Exercise directions: Starting at the line that contains "Target: white sink" and stopping after the line that contains "47 113 L 36", rewrite every line, requests included. Scale each coordinate in the answer outlines by 2.5 and round it to a whole number, with halves rounded up. Leave all other numbers unchanged.

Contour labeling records

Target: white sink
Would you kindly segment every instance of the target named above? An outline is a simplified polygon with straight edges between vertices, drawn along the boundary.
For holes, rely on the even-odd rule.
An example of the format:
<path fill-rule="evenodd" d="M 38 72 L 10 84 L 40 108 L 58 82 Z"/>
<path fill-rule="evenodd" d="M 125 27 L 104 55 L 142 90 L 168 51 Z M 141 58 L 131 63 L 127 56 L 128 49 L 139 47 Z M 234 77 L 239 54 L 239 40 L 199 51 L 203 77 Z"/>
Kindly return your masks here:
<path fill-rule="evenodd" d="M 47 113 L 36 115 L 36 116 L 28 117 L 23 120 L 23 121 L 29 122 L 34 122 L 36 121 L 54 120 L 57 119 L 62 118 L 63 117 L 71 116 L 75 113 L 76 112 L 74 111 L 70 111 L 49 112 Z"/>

==

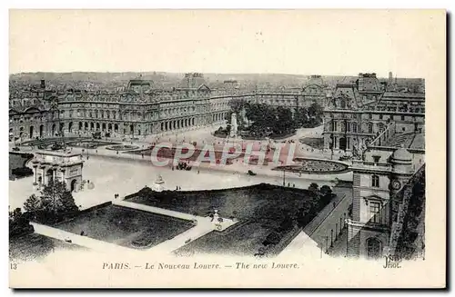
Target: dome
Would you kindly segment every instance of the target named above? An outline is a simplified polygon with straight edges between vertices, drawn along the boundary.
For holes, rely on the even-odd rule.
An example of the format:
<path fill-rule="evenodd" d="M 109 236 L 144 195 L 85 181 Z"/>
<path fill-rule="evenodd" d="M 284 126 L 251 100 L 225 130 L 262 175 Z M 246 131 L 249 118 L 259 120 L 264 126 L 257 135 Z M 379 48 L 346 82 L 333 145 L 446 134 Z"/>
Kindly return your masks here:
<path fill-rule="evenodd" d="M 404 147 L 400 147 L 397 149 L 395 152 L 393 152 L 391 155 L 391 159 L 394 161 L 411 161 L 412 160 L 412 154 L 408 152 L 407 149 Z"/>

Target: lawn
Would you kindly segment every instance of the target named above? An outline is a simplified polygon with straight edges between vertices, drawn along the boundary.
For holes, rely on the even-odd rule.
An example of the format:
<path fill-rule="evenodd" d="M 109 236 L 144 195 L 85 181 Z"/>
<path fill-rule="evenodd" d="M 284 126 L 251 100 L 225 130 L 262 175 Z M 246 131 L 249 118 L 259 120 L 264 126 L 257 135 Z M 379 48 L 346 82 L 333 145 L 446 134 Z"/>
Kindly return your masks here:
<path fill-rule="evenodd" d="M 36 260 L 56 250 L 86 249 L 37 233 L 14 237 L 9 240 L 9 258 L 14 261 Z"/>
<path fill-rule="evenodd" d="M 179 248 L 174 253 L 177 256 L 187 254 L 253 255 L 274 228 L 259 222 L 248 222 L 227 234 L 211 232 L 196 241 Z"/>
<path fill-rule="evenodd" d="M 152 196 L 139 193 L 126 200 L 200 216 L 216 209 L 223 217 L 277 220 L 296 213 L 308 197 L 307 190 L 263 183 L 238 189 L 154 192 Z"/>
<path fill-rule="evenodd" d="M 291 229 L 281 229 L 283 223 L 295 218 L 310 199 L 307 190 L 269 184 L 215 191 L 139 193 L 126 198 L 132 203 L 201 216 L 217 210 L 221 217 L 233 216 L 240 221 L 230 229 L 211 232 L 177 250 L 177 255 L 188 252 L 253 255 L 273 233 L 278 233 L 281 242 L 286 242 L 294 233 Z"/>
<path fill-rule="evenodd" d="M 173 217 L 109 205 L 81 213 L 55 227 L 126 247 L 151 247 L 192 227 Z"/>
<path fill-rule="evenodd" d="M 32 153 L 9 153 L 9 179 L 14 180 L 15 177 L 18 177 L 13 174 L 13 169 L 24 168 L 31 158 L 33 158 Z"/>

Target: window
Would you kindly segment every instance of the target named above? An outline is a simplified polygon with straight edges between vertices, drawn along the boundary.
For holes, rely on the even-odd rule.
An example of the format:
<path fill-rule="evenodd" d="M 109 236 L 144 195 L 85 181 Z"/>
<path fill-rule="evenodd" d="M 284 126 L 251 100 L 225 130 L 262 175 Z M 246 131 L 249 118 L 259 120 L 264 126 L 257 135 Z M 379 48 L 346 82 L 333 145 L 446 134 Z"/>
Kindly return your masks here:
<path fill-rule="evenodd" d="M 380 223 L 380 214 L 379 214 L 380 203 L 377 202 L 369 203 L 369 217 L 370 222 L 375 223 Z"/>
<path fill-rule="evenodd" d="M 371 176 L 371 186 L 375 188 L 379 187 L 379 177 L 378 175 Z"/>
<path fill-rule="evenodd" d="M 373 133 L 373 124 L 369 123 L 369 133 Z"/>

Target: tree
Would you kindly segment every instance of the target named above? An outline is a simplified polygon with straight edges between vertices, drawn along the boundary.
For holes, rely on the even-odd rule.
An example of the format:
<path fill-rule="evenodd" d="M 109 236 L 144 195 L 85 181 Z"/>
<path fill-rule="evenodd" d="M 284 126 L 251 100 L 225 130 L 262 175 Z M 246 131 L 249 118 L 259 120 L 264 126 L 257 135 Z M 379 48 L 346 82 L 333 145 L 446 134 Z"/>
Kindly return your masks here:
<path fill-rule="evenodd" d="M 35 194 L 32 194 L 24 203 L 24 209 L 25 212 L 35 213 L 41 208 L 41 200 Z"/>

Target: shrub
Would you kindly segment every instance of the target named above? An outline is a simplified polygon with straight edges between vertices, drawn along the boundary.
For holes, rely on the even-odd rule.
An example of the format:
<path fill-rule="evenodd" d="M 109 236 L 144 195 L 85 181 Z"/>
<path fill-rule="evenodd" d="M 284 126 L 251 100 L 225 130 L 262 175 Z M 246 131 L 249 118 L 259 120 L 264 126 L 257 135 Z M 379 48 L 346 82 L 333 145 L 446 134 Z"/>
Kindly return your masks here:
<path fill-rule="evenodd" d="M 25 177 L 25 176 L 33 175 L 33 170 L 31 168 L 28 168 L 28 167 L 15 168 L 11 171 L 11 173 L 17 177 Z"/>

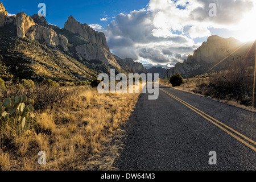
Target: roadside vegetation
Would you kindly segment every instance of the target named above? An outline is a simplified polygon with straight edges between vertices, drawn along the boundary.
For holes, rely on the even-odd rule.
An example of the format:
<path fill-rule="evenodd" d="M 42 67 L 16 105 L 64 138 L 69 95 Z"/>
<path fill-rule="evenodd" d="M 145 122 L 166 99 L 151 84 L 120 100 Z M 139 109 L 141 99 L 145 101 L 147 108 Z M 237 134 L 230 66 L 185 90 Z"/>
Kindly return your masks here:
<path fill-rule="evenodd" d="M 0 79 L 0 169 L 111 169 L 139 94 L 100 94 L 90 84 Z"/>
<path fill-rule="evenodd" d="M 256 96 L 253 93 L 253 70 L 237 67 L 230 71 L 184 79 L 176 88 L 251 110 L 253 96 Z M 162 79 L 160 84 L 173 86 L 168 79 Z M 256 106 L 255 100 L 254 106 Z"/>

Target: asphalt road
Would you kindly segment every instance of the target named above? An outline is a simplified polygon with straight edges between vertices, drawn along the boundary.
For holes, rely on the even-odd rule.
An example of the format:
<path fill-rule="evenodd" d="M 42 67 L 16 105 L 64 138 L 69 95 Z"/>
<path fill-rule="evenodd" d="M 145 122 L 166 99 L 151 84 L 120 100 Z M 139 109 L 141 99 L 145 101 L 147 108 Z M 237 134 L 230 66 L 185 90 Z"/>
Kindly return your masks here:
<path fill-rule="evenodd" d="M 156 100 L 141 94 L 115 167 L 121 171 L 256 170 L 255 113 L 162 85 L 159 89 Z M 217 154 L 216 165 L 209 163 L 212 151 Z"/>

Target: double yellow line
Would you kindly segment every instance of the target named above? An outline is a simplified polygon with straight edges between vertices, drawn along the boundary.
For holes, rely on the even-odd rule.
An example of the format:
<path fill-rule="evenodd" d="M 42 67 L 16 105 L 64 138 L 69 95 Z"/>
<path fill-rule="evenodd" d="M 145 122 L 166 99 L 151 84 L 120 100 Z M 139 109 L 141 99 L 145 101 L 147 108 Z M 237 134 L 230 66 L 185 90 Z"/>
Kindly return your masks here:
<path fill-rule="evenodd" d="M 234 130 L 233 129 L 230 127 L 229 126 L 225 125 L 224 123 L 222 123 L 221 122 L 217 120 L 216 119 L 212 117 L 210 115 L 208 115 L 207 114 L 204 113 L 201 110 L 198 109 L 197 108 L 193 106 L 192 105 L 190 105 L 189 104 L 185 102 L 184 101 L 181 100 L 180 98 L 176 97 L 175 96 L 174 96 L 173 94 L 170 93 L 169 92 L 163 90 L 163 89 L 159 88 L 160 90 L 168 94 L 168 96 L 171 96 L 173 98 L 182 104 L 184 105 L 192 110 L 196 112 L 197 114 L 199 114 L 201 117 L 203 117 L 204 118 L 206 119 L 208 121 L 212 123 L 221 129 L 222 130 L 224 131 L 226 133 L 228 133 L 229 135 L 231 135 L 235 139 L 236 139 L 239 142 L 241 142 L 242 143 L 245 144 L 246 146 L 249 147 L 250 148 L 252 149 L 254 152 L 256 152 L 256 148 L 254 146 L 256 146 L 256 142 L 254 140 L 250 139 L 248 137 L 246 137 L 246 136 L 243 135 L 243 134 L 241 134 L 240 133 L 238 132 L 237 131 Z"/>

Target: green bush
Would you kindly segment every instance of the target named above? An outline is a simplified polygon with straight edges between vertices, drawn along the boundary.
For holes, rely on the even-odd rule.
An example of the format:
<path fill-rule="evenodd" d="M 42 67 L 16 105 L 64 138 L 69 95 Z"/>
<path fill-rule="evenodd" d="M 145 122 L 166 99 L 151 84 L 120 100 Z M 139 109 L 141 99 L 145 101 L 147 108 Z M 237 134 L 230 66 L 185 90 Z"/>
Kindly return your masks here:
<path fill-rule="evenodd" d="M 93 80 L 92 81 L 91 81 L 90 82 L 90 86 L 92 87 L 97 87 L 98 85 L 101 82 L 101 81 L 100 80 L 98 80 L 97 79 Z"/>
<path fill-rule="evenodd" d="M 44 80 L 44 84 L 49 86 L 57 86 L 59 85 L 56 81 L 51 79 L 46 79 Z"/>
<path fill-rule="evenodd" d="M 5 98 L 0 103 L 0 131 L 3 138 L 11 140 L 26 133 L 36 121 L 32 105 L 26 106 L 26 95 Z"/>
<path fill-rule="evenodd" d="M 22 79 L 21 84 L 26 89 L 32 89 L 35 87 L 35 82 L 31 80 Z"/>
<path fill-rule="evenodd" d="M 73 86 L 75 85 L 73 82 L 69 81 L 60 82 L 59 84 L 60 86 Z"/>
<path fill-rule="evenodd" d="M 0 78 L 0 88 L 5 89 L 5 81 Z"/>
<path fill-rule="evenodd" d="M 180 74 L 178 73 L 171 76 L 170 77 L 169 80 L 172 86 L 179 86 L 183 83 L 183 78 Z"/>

Written answer:
Target: white sink
Would you kindly segment every instance of the target named above? An outline is a simplified polygon with straight edges between vertices, drawn along the boundary.
For holes, rely on the even-odd rule.
An example of the format:
<path fill-rule="evenodd" d="M 38 72 L 10 84 L 40 108 L 58 82 Z"/>
<path fill-rule="evenodd" d="M 125 27 L 104 55 L 142 90 L 168 51 Z M 141 58 L 131 63 L 127 56 L 128 49 L 139 47 Z M 234 77 L 239 54 L 239 40 L 199 51 L 203 77 Z"/>
Kindly return your masks here:
<path fill-rule="evenodd" d="M 118 283 L 90 288 L 90 290 L 70 293 L 58 300 L 58 303 L 73 305 L 85 305 L 90 303 L 135 300 L 143 298 L 155 295 L 158 293 L 178 290 L 188 283 L 190 280 L 185 278 L 175 278 L 123 280 Z"/>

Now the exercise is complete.